## Exercise requirements
Count the lines in the items below that contain the string "player", treating case as significant, and give only the number.

Records from a point labeling set:

>> Start

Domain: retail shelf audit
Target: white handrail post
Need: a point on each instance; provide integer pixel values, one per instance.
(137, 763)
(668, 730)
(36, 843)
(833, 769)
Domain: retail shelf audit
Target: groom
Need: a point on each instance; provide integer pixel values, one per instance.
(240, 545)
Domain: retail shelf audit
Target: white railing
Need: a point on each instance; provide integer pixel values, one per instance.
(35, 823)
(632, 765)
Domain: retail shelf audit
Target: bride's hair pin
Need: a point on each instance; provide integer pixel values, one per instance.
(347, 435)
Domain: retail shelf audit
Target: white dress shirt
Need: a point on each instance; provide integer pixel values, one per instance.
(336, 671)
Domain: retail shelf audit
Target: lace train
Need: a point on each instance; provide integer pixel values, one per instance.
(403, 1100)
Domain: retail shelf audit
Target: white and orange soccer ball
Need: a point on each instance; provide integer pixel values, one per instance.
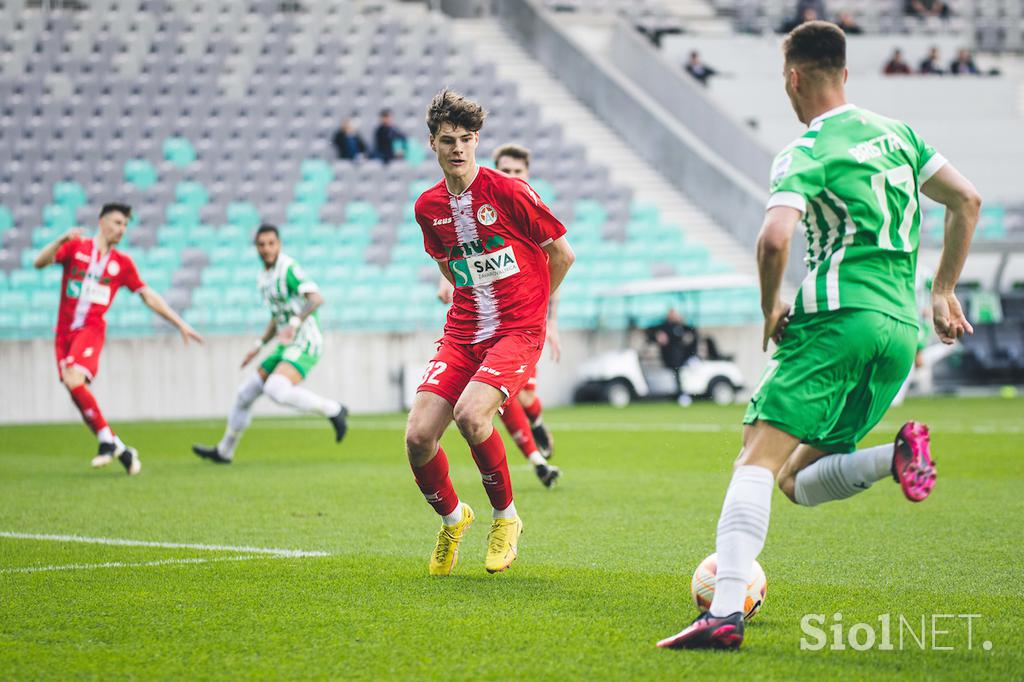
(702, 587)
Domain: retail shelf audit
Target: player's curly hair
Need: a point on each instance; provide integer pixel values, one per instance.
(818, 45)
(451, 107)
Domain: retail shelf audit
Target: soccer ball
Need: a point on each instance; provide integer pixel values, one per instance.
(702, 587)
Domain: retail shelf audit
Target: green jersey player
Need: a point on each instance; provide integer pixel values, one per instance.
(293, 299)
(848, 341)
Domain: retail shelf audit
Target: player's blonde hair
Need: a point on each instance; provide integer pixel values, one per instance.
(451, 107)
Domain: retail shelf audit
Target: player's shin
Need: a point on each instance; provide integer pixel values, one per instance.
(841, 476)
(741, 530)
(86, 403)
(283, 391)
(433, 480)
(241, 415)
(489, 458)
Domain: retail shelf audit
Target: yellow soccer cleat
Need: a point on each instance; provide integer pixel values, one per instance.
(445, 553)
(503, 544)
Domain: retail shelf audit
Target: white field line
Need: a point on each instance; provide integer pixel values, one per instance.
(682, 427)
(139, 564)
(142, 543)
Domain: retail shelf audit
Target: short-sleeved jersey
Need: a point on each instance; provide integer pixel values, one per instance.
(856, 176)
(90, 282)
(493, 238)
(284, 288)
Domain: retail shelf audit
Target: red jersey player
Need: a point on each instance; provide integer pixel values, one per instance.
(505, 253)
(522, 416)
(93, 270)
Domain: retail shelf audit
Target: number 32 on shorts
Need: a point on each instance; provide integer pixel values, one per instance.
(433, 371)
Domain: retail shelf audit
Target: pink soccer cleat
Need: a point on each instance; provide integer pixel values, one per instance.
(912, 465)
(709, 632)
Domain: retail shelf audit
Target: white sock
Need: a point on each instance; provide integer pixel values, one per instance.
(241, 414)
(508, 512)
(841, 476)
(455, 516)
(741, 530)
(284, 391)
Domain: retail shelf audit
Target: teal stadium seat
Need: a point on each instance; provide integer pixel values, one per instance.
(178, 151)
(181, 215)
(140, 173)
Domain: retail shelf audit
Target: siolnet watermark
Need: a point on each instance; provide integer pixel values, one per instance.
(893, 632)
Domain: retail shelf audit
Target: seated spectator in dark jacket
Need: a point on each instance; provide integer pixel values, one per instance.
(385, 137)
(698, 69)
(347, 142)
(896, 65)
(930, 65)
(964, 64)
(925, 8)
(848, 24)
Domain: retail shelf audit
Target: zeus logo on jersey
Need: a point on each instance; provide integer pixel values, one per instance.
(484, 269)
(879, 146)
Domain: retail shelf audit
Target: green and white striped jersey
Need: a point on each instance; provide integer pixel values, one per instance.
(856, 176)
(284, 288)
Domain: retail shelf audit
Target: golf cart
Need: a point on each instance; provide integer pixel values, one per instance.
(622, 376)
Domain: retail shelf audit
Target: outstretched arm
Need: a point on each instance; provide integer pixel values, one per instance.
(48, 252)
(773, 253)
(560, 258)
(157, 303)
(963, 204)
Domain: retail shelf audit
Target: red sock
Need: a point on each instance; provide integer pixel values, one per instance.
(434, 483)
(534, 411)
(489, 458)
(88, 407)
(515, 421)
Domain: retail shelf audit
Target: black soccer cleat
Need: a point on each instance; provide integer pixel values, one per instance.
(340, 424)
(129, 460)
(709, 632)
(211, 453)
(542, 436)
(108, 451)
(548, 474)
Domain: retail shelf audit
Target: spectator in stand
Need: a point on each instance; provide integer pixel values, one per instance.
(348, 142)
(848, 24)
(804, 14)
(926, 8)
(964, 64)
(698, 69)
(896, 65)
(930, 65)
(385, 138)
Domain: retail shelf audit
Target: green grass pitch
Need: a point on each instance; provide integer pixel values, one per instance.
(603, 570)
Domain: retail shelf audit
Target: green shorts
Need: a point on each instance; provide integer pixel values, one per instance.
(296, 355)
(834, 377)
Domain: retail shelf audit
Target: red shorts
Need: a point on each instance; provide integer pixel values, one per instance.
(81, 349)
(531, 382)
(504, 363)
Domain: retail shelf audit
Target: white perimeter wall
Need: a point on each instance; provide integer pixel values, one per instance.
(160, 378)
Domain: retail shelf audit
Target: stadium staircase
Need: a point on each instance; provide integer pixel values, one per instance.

>> End
>> Start

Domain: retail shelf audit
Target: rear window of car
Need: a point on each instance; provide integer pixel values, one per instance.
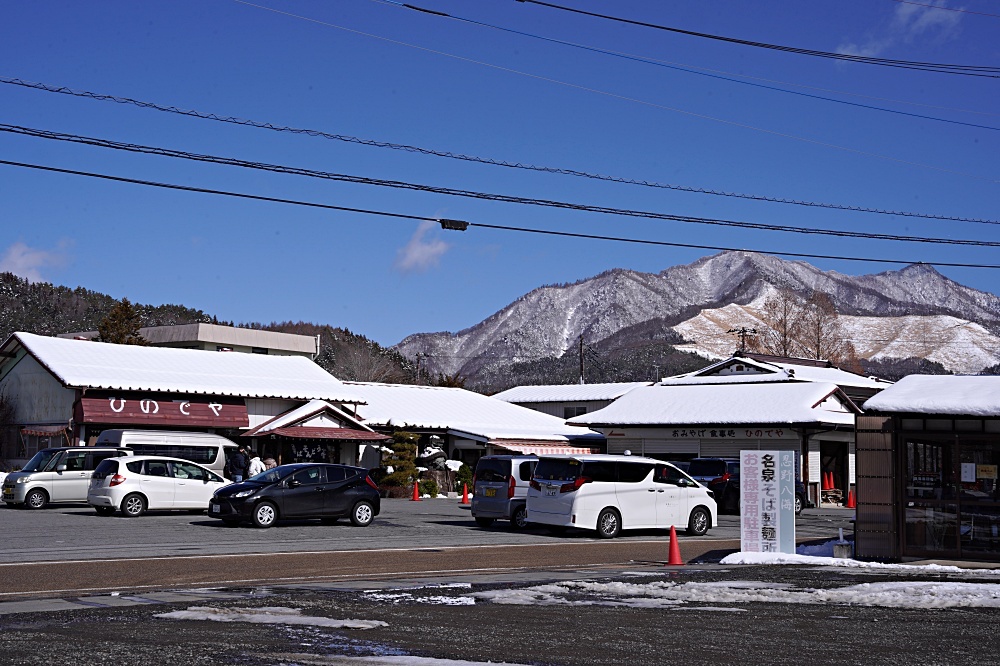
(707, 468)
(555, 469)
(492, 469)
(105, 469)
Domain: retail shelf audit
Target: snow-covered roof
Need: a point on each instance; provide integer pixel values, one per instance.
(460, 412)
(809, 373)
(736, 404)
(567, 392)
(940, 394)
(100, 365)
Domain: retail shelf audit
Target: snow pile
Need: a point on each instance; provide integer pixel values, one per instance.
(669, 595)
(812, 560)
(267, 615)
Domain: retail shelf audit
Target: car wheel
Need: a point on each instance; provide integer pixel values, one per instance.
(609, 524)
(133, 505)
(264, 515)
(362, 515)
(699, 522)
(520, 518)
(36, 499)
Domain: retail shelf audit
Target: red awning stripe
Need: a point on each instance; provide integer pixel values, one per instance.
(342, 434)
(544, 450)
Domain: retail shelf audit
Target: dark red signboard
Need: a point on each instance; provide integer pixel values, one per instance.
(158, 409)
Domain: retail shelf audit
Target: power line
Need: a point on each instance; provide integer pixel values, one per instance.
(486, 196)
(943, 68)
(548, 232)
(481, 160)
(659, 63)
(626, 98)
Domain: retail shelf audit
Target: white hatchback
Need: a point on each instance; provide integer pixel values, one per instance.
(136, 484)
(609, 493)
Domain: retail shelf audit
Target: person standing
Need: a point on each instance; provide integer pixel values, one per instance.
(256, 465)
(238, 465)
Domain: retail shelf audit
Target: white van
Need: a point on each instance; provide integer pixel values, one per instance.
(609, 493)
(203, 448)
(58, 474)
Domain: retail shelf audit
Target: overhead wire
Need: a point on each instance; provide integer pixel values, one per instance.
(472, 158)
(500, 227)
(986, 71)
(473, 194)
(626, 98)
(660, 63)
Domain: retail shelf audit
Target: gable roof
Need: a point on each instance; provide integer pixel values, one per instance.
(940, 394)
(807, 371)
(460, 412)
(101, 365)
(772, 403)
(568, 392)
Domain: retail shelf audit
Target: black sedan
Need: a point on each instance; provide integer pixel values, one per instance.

>> End
>> Start

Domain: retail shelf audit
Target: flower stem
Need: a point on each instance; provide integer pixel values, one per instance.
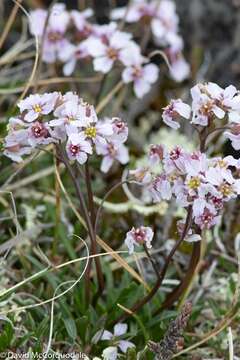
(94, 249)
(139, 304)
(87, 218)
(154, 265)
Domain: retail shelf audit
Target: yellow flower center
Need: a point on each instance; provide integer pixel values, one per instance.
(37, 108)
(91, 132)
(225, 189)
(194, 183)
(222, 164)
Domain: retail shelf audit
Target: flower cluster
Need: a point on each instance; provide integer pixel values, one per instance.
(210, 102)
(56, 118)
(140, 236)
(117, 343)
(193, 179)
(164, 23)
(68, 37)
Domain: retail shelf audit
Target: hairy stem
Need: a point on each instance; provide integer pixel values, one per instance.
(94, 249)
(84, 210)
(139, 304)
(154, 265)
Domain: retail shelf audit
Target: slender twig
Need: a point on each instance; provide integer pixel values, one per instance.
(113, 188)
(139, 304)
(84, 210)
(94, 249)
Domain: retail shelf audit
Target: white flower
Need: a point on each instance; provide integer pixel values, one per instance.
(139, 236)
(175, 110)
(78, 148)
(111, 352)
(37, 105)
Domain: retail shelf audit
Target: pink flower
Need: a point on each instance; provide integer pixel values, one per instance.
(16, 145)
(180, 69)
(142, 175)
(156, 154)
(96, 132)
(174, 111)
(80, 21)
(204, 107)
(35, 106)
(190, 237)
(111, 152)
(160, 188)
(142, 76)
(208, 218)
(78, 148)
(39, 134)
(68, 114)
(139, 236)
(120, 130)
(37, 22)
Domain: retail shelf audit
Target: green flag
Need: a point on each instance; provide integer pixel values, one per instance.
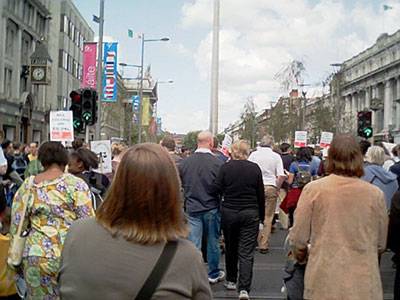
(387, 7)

>> End

## Task answer
5